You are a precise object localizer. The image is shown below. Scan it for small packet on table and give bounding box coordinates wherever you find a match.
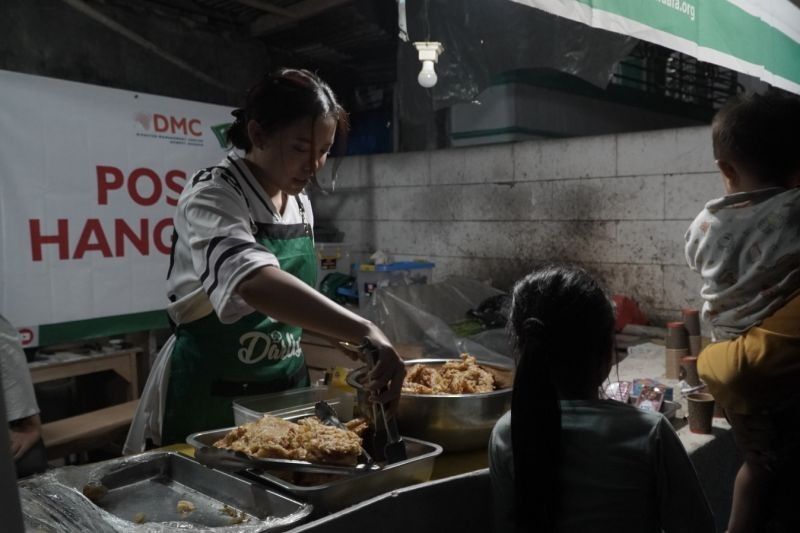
[632,378,673,401]
[604,381,632,403]
[635,385,665,413]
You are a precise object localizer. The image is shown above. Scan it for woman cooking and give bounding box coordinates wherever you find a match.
[125,68,405,451]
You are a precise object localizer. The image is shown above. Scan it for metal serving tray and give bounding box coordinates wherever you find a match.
[94,452,308,529]
[187,429,442,517]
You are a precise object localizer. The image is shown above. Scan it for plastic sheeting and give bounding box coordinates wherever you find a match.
[18,452,310,533]
[361,277,514,365]
[397,0,637,121]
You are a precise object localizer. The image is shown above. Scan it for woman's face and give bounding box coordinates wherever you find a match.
[248,115,337,196]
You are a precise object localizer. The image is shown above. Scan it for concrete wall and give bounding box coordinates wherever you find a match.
[312,125,724,324]
[450,83,703,147]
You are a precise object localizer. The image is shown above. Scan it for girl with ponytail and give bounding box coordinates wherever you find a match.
[489,265,714,532]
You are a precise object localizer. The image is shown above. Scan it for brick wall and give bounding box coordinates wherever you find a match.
[312,126,724,324]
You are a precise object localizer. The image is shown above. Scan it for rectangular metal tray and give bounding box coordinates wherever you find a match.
[187,429,442,517]
[95,451,308,528]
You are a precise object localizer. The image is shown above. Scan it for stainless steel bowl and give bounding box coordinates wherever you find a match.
[347,358,514,452]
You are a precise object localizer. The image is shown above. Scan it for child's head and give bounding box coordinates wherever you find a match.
[712,91,800,193]
[227,68,349,195]
[509,265,615,397]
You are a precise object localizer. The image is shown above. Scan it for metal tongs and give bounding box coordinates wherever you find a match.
[314,400,375,466]
[360,339,408,464]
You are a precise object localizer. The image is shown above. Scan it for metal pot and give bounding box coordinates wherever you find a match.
[347,358,513,452]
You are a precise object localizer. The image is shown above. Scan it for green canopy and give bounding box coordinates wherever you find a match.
[511,0,800,95]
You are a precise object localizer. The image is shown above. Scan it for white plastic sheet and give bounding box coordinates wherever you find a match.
[18,452,310,532]
[362,277,514,365]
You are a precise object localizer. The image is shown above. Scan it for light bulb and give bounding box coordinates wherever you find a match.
[417,59,437,88]
[413,41,443,89]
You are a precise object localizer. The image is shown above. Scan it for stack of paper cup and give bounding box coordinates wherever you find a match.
[665,322,689,379]
[681,355,701,387]
[682,308,702,356]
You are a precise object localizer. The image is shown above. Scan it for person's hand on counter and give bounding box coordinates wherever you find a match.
[9,414,41,460]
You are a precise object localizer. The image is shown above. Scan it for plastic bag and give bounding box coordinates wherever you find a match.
[362,277,514,366]
[18,452,310,532]
[398,0,637,121]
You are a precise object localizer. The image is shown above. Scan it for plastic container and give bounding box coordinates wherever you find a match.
[336,284,359,305]
[315,242,352,289]
[233,385,355,426]
[355,261,435,309]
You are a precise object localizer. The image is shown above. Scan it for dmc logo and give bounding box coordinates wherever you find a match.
[133,112,202,137]
[134,112,150,130]
[19,328,34,346]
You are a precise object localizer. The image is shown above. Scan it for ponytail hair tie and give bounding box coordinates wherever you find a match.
[523,317,547,335]
[519,316,549,363]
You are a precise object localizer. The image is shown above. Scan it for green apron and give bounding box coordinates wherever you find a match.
[162,197,316,445]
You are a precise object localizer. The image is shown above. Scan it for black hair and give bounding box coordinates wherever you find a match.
[712,91,800,186]
[226,68,349,178]
[507,265,615,531]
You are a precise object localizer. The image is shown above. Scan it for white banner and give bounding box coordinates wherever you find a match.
[0,69,234,331]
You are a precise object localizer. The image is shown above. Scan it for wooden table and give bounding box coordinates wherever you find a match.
[29,348,142,459]
[617,343,737,531]
[29,348,141,400]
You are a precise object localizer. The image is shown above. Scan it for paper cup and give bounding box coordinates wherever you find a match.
[665,347,688,379]
[681,308,701,336]
[680,356,701,387]
[666,321,689,350]
[687,392,715,434]
[688,335,702,356]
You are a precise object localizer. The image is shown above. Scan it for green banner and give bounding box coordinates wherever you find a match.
[513,0,800,94]
[39,310,168,346]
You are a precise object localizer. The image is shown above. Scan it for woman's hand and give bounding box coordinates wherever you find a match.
[237,266,407,408]
[9,414,41,460]
[363,326,406,411]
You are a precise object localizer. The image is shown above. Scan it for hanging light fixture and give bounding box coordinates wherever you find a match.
[413,41,444,88]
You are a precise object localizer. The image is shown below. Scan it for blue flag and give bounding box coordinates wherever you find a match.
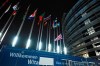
[52,18,60,28]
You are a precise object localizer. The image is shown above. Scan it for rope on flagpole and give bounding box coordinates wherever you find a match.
[0,15,16,44]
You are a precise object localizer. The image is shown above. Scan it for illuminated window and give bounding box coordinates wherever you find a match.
[95,42,100,47]
[81,42,85,45]
[91,36,100,48]
[76,44,81,47]
[76,42,85,47]
[96,45,100,47]
[96,51,100,56]
[82,12,87,17]
[84,19,91,25]
[91,37,98,41]
[87,27,95,35]
[83,53,89,58]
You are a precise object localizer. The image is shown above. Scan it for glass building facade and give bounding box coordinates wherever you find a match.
[62,0,100,59]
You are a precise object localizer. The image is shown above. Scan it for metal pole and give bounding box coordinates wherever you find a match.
[26,12,36,49]
[46,24,48,51]
[16,5,30,37]
[36,24,41,50]
[0,15,12,38]
[0,15,16,44]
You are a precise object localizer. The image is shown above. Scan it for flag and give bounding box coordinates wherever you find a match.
[53,18,57,28]
[0,0,9,9]
[44,15,51,22]
[52,22,60,28]
[4,4,11,13]
[54,34,62,41]
[44,21,47,26]
[12,11,16,15]
[2,0,9,6]
[52,18,60,28]
[55,18,57,22]
[28,9,37,20]
[57,22,60,27]
[43,15,51,26]
[38,12,45,25]
[12,3,19,10]
[52,21,57,28]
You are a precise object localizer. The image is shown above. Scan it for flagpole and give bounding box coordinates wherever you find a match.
[36,22,43,51]
[0,4,11,20]
[59,26,62,54]
[62,13,67,54]
[0,15,12,38]
[26,13,36,49]
[58,22,62,54]
[39,21,44,50]
[56,18,59,53]
[17,5,30,37]
[48,20,51,51]
[57,26,59,53]
[53,27,55,52]
[36,24,41,50]
[45,24,48,51]
[0,15,16,44]
[0,13,5,20]
[60,33,62,54]
[12,5,30,47]
[44,15,51,52]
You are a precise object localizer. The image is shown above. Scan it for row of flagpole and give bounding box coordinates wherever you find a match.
[0,1,67,54]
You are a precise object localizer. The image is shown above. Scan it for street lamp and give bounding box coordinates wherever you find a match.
[57,45,60,53]
[12,36,18,47]
[0,32,2,37]
[26,39,31,49]
[48,43,51,52]
[39,41,42,50]
[64,47,67,54]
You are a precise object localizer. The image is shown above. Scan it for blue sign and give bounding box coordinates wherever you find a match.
[0,46,100,66]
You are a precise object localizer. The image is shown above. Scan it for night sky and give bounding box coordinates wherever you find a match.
[0,0,78,50]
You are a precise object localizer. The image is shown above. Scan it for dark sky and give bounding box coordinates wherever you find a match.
[0,0,78,50]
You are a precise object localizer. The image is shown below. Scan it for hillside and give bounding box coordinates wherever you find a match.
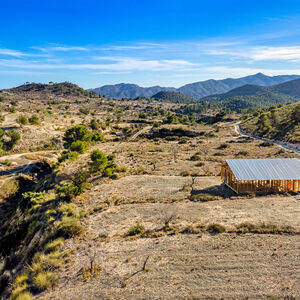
[204,78,300,101]
[89,73,300,99]
[241,101,300,143]
[151,91,196,104]
[3,82,98,98]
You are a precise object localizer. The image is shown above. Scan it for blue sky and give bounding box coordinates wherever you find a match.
[1,0,300,88]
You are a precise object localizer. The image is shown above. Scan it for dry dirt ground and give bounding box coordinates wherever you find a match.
[38,234,300,300]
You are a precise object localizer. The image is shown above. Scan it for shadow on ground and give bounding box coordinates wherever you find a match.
[192,183,236,199]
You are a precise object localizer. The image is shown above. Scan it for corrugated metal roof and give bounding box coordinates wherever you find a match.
[226,158,300,181]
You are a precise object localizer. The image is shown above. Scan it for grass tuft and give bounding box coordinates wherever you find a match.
[32,271,58,291]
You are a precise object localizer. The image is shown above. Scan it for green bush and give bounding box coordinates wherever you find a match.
[127,223,145,236]
[29,114,40,125]
[91,132,104,143]
[90,150,108,174]
[17,115,28,125]
[58,151,79,163]
[56,216,83,237]
[63,125,90,148]
[70,140,89,154]
[6,130,20,149]
[103,167,113,177]
[57,170,91,199]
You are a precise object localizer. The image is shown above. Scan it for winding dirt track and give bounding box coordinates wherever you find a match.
[234,122,300,155]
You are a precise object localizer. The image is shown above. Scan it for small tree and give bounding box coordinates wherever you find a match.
[63,125,90,148]
[57,170,91,200]
[90,150,108,174]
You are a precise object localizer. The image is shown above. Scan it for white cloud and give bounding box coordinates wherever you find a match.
[251,46,300,61]
[100,42,166,51]
[0,48,28,57]
[0,57,195,72]
[33,45,89,52]
[206,45,300,62]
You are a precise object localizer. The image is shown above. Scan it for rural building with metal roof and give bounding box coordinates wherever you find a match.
[221,158,300,194]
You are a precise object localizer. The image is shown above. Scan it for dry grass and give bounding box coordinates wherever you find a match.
[32,271,58,291]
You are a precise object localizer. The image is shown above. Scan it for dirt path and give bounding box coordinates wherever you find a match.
[129,126,152,141]
[234,122,300,155]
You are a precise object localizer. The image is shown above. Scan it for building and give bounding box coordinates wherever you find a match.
[221,158,300,194]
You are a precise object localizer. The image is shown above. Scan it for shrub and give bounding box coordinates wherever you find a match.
[6,130,20,149]
[259,142,273,147]
[103,167,113,177]
[17,115,28,125]
[57,171,91,199]
[236,223,255,233]
[63,125,90,148]
[90,150,108,174]
[10,283,28,299]
[206,223,226,233]
[236,151,248,156]
[180,171,190,177]
[14,273,29,286]
[57,203,81,218]
[90,119,99,130]
[190,154,201,161]
[32,271,57,291]
[179,136,189,144]
[56,216,83,237]
[58,151,79,163]
[91,132,104,143]
[195,161,205,167]
[29,114,40,125]
[218,143,229,149]
[79,108,89,115]
[70,140,89,154]
[14,292,33,300]
[45,238,64,252]
[127,223,145,236]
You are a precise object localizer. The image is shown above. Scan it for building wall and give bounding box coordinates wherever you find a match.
[221,163,299,193]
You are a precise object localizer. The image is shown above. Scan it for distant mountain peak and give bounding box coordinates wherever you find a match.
[89,73,300,99]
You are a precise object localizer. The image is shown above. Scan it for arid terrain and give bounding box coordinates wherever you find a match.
[0,86,299,299]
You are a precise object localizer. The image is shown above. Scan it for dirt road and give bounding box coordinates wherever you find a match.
[234,123,300,155]
[129,126,152,141]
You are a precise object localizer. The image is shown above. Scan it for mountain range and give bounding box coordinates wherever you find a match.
[204,77,300,101]
[89,73,300,99]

§ WHAT YOU ARE ASKED TO DO: The required answer is the line with "for dirt road" plus every line after it to the end of the entries above, transcribed exactly.

§ FINAL ANSWER:
You are a precise object localizer. The image is shown above. Scan it for dirt road and give bounding box coordinates wherever you find a match.
[234,123,300,155]
[129,126,152,141]
You are a precise object localizer. The image is shown above. Scan it for mountain range and give bounding box coordinates wherever you find a match.
[204,77,300,101]
[89,73,300,99]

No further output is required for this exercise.